WHAT THIS TASK INVOLVES:
Return every line of the listing below unchanged, but leave out the pictures.
◆ ◆ ◆ ◆
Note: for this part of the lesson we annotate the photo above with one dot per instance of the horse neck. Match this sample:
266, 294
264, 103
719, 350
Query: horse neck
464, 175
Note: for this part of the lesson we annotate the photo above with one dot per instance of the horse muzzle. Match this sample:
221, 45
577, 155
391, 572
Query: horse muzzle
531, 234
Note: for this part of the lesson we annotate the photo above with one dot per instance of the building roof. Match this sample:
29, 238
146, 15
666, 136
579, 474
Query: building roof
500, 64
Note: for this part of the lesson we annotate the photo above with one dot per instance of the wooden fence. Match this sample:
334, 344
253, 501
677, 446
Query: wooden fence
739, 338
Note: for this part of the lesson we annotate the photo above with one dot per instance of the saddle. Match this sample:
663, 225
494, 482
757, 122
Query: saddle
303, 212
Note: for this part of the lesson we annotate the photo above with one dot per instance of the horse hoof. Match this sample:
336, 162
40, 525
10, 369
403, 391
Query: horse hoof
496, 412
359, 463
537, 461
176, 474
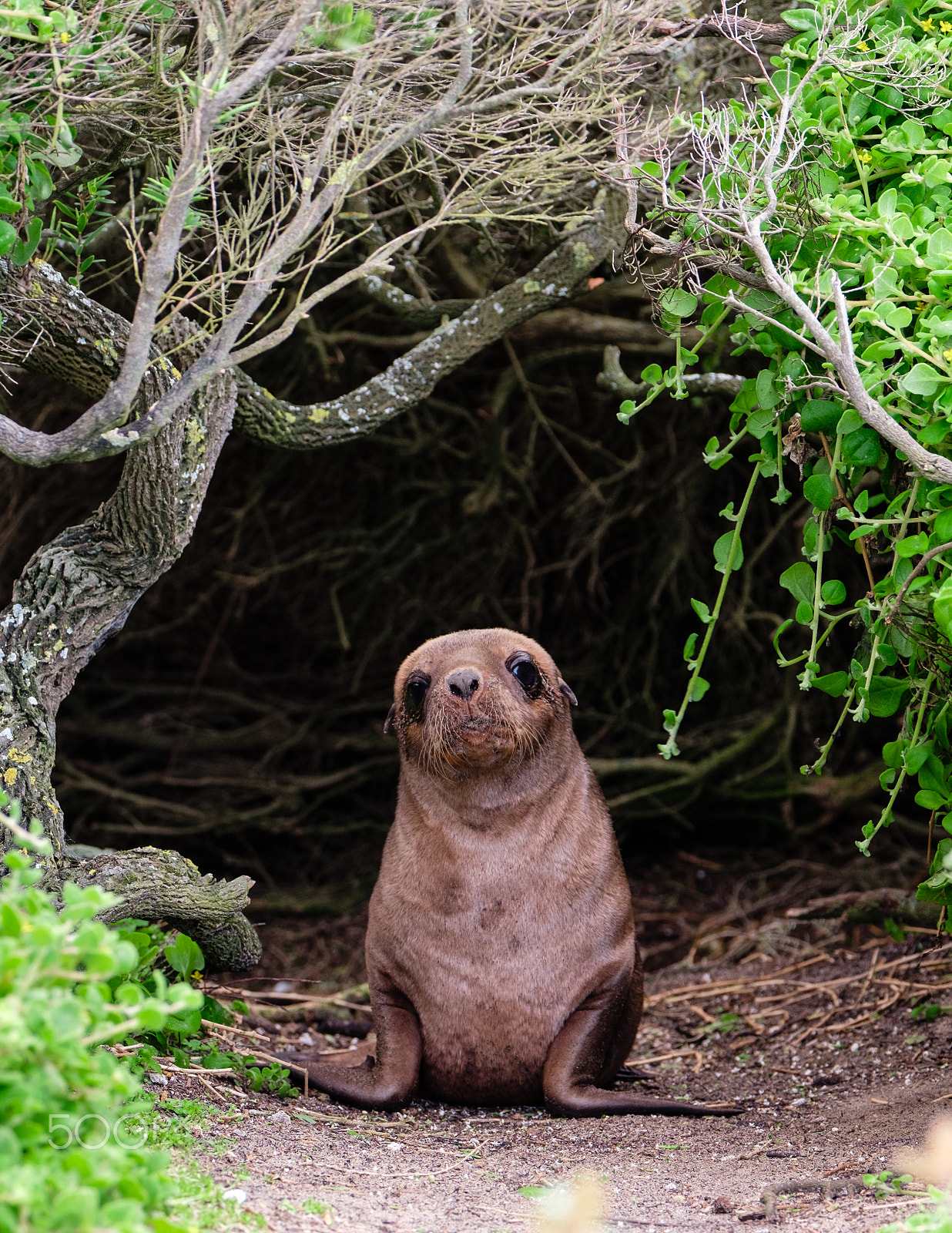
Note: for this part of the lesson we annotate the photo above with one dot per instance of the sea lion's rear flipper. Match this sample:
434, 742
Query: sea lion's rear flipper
584, 1056
387, 1083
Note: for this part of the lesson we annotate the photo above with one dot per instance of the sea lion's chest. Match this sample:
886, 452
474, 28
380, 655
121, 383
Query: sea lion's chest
494, 947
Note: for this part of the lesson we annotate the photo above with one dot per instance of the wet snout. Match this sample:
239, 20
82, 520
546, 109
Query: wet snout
464, 684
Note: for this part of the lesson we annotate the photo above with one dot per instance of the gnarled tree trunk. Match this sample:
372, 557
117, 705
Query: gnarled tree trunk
78, 591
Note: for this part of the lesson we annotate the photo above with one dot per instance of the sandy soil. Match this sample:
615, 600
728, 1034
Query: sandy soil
819, 1047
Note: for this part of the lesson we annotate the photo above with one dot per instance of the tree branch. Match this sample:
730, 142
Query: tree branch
410, 379
615, 379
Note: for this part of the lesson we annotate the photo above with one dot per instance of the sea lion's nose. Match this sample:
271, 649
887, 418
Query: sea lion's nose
464, 684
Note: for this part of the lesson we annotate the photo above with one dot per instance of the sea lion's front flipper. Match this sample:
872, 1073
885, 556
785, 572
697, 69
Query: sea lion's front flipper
391, 1080
584, 1056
◆ ◆ ◆ ◆
WRITTEN ANSWER:
Note: for this part of the lesson we annotate the photo above with one dot per instance of the horse neck. Match this sample:
266, 294
264, 103
719, 350
Query: horse neck
464, 175
Note: for this part of the lesson we annotate the photo above with one dot per instance of the horse muzzle. Match this sample:
221, 45
577, 155
391, 572
Query: horse muzzle
531, 234
Note: for this part of the lesson we annotate the photo above with one dot per instance of the building roof. Match this sample:
29, 238
146, 15
666, 136
579, 474
Query: building roof
500, 64
Note: for this part of the lesson we annotate the photo above with one dot per instance of the wooden fence. Match this sample:
334, 344
253, 501
677, 446
Query: wooden fence
739, 338
Note: for this part of the lesson we annotate the photo above with one dot per instance of the saddle. Match this sample:
663, 225
494, 482
757, 122
Query: saddle
303, 212
Note: for this part of the lesson we annotate the photo above with one dot per instance of the horse hoof. Match this sample:
336, 162
40, 525
10, 369
403, 391
Query: horse hoof
496, 412
359, 463
537, 461
176, 474
Note: for this part of the lesson we annotate the photo above with one dot per instance of the sea lion's rear flipper. Match this sample:
434, 742
Query: sea lion's rear flipper
584, 1056
387, 1083
Note: for this part of the lesson we annotate the photo above with one dot per instance of the sea lion's chest. Match this sample:
886, 452
474, 28
380, 655
121, 383
Query: sea lion's chest
494, 947
Note: for this part of the lesson we annotate the photo above with one dot per instance of the wet snout. Match this sample:
239, 20
82, 520
546, 109
Query: wet snout
464, 684
Note: for this part of the lesson we annotate the photo above with one dot per instance of the gnarled tree trunk. Match this sample:
372, 557
117, 705
Query: gnarled tree trunk
78, 591
Note: for this part of the lesson we annotate the photo above with one dot per instance of the sandy soil. Match this sample:
615, 600
728, 1034
Query: sandy soil
819, 1047
Note: for this part of the lesson we annotate the photo above with one dot per instance of the tree branch. Match this sample:
730, 142
Query: tree branch
410, 379
615, 379
Note: for this part of the lesson we annotate the photo above with one dot per instance of the sea lion's nose. Match this sample:
271, 649
887, 418
Query: sea lion's nose
464, 684
Note: for this part of the lesson we annotate the photo above with one dot per instance of the sea lion's front flipper. Match this sample:
872, 1073
885, 556
785, 572
697, 69
Query: sea lion's front flipper
391, 1080
584, 1056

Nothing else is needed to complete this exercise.